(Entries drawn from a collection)
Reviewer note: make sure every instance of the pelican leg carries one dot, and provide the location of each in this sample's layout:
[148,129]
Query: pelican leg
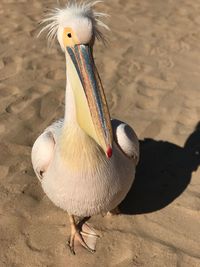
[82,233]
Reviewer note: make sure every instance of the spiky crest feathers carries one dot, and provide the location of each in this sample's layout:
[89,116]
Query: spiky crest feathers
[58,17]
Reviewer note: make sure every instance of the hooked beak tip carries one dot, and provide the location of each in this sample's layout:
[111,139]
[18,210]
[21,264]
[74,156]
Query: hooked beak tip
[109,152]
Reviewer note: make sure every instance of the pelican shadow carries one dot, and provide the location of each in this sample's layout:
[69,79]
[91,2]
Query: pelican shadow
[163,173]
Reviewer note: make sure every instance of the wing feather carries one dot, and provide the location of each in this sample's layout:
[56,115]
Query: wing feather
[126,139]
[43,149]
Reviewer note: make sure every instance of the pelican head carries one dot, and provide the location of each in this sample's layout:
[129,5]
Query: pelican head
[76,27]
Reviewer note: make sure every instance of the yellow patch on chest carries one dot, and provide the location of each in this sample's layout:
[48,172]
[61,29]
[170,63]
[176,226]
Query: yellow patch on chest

§ **Your instructions**
Put every line of the data above into a numbered list, skipping any blank lines and leaving out the pictures.

§ **Reply**
1. Reviewer note: make sure every instance of the pelican leg carries one dot, and provide the location of each in this sample's layout:
2. [148,129]
3. Query: pelican leg
4. [82,233]
5. Reviewer note: make sure every instance of the spiky crest feathers carries one dot, and provide the location of each in this sample's layout:
6. [89,116]
7. Query: spiky crest feathers
8. [58,17]
9. Reviewer note: make sure every instance of the hooked beak tip carries one dot, and provide the location of each in this sample's layout:
10. [111,139]
11. [18,210]
12. [21,264]
13. [74,156]
14. Query: hooked beak tip
15. [109,152]
16. Reviewer note: make sure every instance of the pelican shadow carries one dot, and provide the location of each in this sample's layout:
17. [69,79]
18. [91,2]
19. Query: pelican shadow
20. [163,173]
21. Reviewer note: make sure every instance of the wing feather carries one dot, and provide the location of each in this sample's layout:
22. [56,115]
23. Query: wing feather
24. [126,139]
25. [43,149]
26. Reviewer note: make sure every instance of the pelican head carries one dot, and provide the location of each in this sample's layout:
27. [129,5]
28. Query: pelican head
29. [76,27]
30. Reviewer note: make sure every instance of the yellow patch on chest carries one dot, and provide the location of each in this sample's layout:
31. [48,172]
32. [61,29]
33. [170,63]
34. [176,226]
35. Query: yellow patch on chest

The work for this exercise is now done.